- What this task involves
Repeat each line of the material exactly.

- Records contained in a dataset

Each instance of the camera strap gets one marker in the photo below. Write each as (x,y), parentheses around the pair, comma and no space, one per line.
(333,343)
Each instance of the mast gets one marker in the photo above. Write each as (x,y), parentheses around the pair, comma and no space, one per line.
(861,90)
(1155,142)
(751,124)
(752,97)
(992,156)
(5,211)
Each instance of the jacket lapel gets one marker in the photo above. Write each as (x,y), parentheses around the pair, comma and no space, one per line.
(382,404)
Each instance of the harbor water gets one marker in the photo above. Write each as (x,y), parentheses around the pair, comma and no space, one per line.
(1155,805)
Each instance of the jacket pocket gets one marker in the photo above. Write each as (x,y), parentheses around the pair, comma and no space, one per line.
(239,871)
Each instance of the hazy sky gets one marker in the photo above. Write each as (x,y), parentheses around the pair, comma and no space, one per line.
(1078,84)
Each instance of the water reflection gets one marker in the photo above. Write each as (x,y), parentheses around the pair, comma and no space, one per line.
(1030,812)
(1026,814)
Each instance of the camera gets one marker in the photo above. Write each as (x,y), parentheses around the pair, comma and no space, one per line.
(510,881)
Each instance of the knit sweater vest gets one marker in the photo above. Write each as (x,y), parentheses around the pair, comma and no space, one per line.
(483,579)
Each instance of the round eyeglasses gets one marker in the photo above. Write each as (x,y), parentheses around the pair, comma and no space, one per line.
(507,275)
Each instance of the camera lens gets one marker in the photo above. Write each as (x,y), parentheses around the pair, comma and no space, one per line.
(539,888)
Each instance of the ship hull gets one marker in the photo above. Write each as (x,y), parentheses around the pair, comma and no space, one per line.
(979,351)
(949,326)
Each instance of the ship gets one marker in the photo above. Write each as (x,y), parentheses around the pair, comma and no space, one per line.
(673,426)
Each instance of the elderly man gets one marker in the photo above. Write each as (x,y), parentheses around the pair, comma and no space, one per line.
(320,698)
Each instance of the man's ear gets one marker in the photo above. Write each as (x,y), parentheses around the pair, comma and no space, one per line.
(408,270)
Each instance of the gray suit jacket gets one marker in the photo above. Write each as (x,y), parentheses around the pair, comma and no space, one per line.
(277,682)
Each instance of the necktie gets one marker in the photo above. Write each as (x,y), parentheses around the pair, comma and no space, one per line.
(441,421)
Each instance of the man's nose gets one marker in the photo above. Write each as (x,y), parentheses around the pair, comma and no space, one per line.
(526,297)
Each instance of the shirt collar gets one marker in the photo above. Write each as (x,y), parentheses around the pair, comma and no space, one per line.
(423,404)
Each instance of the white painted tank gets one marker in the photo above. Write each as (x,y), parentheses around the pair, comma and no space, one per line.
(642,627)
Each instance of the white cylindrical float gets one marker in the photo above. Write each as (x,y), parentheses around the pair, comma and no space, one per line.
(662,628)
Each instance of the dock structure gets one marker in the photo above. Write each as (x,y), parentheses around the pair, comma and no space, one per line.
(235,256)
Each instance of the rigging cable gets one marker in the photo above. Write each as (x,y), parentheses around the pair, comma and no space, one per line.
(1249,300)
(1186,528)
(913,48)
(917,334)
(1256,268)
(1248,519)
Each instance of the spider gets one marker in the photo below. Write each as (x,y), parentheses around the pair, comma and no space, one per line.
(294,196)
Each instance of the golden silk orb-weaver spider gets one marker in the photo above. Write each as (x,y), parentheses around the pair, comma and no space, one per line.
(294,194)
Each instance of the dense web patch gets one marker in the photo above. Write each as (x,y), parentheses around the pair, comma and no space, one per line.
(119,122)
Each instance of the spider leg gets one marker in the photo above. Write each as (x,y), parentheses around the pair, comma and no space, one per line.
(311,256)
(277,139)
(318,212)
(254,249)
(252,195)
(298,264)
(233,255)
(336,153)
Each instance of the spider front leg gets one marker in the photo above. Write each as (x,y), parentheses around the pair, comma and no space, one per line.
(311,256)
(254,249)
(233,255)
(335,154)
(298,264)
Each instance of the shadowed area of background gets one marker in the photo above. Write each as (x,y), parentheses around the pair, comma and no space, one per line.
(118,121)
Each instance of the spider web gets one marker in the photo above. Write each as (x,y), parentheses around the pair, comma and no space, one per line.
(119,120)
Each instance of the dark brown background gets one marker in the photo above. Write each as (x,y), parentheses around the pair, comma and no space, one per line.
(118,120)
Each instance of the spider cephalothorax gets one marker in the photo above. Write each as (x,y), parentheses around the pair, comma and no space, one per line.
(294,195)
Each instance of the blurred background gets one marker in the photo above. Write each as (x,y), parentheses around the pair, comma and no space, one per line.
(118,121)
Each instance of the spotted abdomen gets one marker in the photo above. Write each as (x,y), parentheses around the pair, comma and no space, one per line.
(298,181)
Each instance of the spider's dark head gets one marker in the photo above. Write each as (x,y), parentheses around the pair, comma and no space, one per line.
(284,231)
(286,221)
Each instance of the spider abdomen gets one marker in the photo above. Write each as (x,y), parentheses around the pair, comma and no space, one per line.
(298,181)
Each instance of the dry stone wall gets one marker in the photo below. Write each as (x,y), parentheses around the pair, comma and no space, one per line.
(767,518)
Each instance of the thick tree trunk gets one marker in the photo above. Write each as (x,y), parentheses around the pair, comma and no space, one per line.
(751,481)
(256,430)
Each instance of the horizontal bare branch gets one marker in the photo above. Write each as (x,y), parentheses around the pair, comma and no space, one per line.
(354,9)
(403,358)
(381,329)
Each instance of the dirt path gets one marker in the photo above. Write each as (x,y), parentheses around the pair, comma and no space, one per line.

- Answer to this task
Each instance of the camera strap gets one marker in the photo below. Write each as (x,y), parentheses around the pair, comma and no space, one per line.
(333,343)
Each instance of the mast gets one marker in the photo above. Write each as (x,y), parentheses around the pair, comma and no space, one per line.
(861,90)
(1155,142)
(751,124)
(752,97)
(992,156)
(5,211)
Each instance of the jacket lapel gets one marker in the photo above. Write each as (x,y), parentheses around the pair, comma and no space, one per line.
(382,404)
Each instance of the harbor water gets one marker in the photo above. Write each as (x,y), parentheses around the pair, comma and no space, one per line.
(1155,805)
Each instance of the jacket pocket gets one marker in the photo above. Write each as (x,y), parentheses around the pair, comma and no space, one per line.
(239,871)
Each instance of the hazy sky gets one marker in the photo above. Write each as (x,y), parentheses around the pair, comma and no space, one per line.
(1078,84)
Each instance of the water reflection gets one marker in the photo above. Write each as (x,y), parentheses around the pair, comma and no space, one per line.
(1030,812)
(1026,814)
Each instance of the camera gets one marker in the photo above. Write each as (x,y), parentheses around the pair, comma and no space, one per line.
(510,881)
Each instance of the knit sweater vest gets one marker in the photo above. Write each as (x,y), parentheses around the pair, comma and no space, one per line.
(483,579)
Each instance of the round eyeglasses gets one marker in the photo above. Write each as (x,y), parentheses around the pair, comma and no space, one per line.
(507,275)
Each instance of the camera lens gets one marker in the photo above. Write each as (x,y), parentheses around the pair, comma and no space, one per line.
(539,888)
Each instance of the ship hull gets one marker in the photo above. Write each as (x,y), parentheses around the pair, comma and no space, one per line.
(979,351)
(949,326)
Each instance of the ship gets one marker in the photo above. Write each as (x,y), parentheses around the pair, comma and no space, one per line.
(673,426)
Each instance of the elderly man gets one marker in the photo above. Write each as (x,y), parentheses around the pair, comma and no space, one per line.
(320,698)
Each instance of the man's ear gets one marker in the photo above. Write each as (x,y), parentheses around the pair, comma and no space, one per line.
(408,270)
Each instance of the gray suit jacket gets one marker in the photo above. Write each as (x,y), parentheses around the pair, comma and no space, one per line.
(277,682)
Each instance of the necktie gets one marker in the photo above. Write each as (x,y), parentheses around the pair, comma and no space, one per line.
(441,421)
Each instance of the man's nose gets one marker in the photo above. Write each as (x,y), parentheses around the pair, comma and no space, one per line.
(526,297)
Each instance of the shirt collar gets one marker in the photo above. Write each as (x,y), parentheses around the pair, comma and no space, one per line.
(423,404)
Each instance of the white painted tank gets one marker in the photo above. Write each as (x,y), parentheses around the pair, comma and no space, one per line.
(642,627)
Each instance of the white cylindrical float gets one marker in the photo above. Write each as (x,y), parentheses around the pair, comma and no space, one per line.
(662,628)
Each instance of the dock structure gets one marker in the photo above. Write each as (x,y), parentheses around the pair, comma and no space, one per line.
(235,256)
Each instance of the rigging cable gets one marker in the photo above. Write each as (x,y), parentheses around the pair, comma and no space, one per line.
(1249,300)
(1186,528)
(913,48)
(917,334)
(1256,268)
(1248,519)
Each instance of the spider gets one marker in the photo below. Write each as (x,y), parentheses around the pair, comma and no space, one per line.
(294,196)
Each instance of the golden silk orb-weaver spider gets one marker in the photo above. Write each as (x,y), parentheses around the pair, comma and no space, one per line.
(294,194)
Each instance of the dense web patch gets one marker in the photo above. Write each as (x,y), parentheses around the pair, comma and no space, one per line.
(119,122)
Each instance of the spider leg gets one marker in the photo above. Write each as (x,y), parentheses around the pair, comma and no space, one per line.
(311,256)
(277,139)
(318,212)
(254,249)
(252,195)
(298,264)
(233,255)
(336,153)
Each instance of the spider front leg gets one marker in the photo above. Write each as (x,y), parentheses around the pair, comma and no space, one per line.
(311,256)
(254,249)
(233,255)
(335,154)
(298,264)
Each instance of the shadowed area of background gets one marker in the photo above. Write each as (x,y), parentheses around the pair, comma and no space, one per line.
(118,121)
Each instance of the spider web gets one marker in the photo above. Write each as (x,y), parentheses around the pair, comma and no space, one per line.
(119,120)
Each instance of the dark brown background gets one marker in the photo above. Write each as (x,y), parentheses around the pair, comma and no space, one per line.
(118,120)
Each instance of the spider cephalothorax gets one marker in the photo above. Write each as (x,y), parentheses around the pair, comma and no space, one per line.
(294,195)
Each instance of the blurred background gets one marker in the photo above. Write each as (x,y), parentheses around the pair, comma and no space, one per line.
(118,121)
Each instance of the spotted abdomen gets one marker in the photo above. Write each as (x,y), parentheses around the pair, comma and no space, one per line.
(298,181)
Each instance of the spider's dark head gets one marker in the photo above. Write each as (x,y), parentheses around the pair, comma and no space, one per line.
(284,231)
(286,221)
Each instance of the spider abdomen gets one marker in the photo above. Write each as (x,y), parentheses around the pair, comma and no space, one per line.
(298,181)
Each instance of the dry stone wall gets one marker in the photo below. Write each as (x,y), parentheses around the pair, comma and no space, one per line.
(767,518)
Each instance of the thick tree trunk gets one marker in the photo above. Write each as (x,y), parentheses around the pair, comma and no space, one per line.
(751,481)
(256,430)
Each instance of the horizontal bare branch gets one marker in the photo above. Write each as (x,y), parentheses around the pair, comma and no space, one per line.
(354,9)
(403,358)
(381,329)
Each instance of the dirt path gets one marker in the photo above. Write each as (x,y), parentheses around the pair, comma and no space, one per line.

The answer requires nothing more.